= WHAT THIS TASK INVOLVES =
Can you duplicate the lines from the very first one through the line containing "Now the young", including both ends and leaving every character unchanged?

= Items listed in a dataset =
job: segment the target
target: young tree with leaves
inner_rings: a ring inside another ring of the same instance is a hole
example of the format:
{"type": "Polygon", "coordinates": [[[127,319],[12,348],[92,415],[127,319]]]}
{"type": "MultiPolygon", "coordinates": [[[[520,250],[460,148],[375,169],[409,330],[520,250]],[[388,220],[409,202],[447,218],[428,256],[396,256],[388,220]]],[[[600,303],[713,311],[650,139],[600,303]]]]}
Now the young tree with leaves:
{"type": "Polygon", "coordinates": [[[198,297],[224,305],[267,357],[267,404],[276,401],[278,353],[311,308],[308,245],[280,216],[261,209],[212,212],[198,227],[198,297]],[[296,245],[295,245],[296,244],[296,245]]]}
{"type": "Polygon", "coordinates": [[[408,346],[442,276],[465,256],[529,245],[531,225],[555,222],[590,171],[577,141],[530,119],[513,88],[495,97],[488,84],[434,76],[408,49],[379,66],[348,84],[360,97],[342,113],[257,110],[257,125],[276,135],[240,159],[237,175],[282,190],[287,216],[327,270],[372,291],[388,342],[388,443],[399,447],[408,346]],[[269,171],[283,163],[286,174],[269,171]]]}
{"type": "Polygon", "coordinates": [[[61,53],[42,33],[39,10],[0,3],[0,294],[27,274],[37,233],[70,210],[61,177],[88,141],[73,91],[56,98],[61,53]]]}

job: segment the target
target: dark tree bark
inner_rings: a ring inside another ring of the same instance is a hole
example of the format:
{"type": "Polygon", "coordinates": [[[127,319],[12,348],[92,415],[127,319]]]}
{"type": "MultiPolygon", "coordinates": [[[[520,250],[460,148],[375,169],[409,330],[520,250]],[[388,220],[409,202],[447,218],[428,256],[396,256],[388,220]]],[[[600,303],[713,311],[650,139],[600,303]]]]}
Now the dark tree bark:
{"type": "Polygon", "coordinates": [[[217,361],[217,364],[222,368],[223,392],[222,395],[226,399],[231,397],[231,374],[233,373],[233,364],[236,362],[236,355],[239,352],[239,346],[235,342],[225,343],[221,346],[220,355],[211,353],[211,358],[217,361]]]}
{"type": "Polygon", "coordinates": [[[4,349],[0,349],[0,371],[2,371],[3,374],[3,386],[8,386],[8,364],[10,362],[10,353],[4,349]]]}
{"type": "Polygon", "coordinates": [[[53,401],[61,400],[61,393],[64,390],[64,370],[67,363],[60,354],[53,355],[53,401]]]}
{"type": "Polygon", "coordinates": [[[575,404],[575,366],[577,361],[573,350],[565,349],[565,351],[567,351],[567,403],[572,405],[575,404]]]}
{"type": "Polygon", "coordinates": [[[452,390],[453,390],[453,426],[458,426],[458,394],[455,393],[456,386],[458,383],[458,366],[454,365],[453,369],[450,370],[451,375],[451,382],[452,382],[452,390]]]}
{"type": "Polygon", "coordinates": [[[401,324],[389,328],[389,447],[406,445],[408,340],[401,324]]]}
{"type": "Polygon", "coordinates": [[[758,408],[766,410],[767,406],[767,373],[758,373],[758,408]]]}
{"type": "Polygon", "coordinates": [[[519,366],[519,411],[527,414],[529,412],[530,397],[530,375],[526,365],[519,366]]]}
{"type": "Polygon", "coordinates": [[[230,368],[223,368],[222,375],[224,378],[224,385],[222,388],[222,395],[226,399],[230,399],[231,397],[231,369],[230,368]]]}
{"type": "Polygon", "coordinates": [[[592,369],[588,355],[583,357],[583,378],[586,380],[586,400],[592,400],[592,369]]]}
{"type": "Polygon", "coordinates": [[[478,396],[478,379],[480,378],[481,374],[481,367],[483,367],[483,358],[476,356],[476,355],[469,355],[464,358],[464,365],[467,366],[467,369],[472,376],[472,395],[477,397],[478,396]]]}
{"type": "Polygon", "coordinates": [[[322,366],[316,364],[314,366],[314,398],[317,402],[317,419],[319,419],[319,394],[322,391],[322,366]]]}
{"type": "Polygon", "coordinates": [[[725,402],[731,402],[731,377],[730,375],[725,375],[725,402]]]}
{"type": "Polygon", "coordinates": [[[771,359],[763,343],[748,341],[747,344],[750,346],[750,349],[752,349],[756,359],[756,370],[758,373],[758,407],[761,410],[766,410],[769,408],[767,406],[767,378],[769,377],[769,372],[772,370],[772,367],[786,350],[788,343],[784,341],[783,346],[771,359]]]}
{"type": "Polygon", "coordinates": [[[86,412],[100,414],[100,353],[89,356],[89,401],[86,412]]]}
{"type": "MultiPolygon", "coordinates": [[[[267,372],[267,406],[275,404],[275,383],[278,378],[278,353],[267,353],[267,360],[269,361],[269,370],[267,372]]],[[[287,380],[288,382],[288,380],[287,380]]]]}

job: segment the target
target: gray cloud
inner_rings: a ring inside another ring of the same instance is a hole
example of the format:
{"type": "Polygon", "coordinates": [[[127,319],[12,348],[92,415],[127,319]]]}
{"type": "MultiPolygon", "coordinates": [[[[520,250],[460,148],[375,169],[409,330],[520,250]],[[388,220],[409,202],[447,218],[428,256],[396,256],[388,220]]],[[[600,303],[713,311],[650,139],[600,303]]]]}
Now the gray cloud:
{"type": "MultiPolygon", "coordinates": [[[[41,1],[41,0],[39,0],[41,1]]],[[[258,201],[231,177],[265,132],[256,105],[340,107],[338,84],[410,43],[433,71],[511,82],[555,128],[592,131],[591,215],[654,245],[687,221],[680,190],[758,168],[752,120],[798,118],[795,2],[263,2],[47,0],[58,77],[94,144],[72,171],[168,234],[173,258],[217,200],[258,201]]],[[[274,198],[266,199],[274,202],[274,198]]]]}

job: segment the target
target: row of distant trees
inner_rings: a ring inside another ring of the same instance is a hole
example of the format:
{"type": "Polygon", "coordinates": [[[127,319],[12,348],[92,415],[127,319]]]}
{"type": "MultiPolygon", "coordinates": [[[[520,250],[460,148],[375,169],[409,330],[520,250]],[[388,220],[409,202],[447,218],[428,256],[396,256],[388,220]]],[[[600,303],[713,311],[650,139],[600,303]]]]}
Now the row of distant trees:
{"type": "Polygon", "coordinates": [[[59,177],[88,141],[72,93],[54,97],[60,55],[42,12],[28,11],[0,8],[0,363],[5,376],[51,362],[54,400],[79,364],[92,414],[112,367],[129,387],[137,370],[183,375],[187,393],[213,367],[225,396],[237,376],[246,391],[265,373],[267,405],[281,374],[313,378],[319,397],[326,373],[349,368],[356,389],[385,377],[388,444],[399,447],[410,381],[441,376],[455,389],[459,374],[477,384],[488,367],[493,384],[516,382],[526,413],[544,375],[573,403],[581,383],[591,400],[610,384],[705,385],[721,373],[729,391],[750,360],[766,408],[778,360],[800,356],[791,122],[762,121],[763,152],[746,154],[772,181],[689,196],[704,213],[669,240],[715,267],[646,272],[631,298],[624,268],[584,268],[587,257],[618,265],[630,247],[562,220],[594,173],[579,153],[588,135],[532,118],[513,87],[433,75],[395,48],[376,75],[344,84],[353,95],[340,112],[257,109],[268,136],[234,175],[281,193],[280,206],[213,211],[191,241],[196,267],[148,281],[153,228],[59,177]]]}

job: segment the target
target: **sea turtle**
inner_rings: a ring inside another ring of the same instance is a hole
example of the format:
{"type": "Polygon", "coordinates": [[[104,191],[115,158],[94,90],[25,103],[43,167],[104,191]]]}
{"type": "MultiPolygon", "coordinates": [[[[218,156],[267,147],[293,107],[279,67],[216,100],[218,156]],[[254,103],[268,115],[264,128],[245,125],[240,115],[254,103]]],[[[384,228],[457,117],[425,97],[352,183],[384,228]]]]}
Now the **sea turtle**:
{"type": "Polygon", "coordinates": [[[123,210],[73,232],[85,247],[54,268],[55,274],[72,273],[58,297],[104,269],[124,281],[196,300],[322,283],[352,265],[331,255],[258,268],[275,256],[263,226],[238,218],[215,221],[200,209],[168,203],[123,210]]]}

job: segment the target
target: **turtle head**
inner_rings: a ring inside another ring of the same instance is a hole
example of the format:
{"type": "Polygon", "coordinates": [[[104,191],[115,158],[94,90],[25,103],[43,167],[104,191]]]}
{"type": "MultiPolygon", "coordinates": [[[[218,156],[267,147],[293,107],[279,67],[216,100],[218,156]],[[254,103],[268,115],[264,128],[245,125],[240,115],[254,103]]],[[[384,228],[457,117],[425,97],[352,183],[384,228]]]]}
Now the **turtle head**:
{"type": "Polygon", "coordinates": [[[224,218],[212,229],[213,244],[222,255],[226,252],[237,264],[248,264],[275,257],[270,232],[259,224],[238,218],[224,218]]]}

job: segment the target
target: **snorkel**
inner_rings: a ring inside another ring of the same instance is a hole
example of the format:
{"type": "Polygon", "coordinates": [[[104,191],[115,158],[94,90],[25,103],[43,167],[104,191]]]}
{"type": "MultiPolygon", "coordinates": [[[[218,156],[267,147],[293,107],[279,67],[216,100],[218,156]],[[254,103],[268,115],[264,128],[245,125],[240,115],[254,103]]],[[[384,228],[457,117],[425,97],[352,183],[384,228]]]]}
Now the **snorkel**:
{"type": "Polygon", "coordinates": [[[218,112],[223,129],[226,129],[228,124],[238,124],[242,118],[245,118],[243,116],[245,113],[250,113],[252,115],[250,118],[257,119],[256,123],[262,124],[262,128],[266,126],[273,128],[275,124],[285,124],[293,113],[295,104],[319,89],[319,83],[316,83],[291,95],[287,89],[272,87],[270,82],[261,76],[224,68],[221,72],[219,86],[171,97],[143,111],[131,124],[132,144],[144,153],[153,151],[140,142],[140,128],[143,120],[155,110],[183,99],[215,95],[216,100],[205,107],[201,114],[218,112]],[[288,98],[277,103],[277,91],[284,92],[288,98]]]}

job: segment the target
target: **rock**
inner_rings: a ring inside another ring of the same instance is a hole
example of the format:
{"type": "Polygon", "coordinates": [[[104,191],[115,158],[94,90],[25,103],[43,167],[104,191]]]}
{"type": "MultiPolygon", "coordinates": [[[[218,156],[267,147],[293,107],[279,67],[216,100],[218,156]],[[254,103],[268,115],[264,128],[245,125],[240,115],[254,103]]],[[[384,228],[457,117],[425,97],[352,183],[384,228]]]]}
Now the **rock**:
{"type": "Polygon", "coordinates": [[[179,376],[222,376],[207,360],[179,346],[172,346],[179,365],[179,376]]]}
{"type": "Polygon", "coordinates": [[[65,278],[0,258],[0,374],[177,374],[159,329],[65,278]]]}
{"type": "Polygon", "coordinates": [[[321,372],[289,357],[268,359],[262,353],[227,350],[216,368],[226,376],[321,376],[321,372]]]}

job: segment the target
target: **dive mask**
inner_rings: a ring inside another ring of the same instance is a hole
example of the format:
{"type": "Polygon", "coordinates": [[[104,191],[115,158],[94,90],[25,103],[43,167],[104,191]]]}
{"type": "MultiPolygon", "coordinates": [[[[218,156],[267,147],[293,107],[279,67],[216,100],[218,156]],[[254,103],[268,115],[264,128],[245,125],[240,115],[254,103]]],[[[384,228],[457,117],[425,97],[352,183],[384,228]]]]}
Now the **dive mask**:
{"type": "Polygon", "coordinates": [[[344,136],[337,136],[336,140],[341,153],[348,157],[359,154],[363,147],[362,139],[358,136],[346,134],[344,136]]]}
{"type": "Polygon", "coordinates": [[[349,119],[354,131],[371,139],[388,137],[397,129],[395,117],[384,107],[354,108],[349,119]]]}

= FINISHED TASK =
job: segment the target
target: young tree with leaves
inner_rings: a ring inside another ring of the same instance is a hole
example of the format:
{"type": "Polygon", "coordinates": [[[127,319],[12,348],[92,415],[127,319]]]}
{"type": "MultiPolygon", "coordinates": [[[[520,250],[460,148],[375,169],[409,330],[520,250]],[[388,220],[409,202],[447,218],[428,256],[396,256],[388,220]]],[[[600,303],[713,311],[650,139],[600,303]]]]}
Now the young tree with leaves:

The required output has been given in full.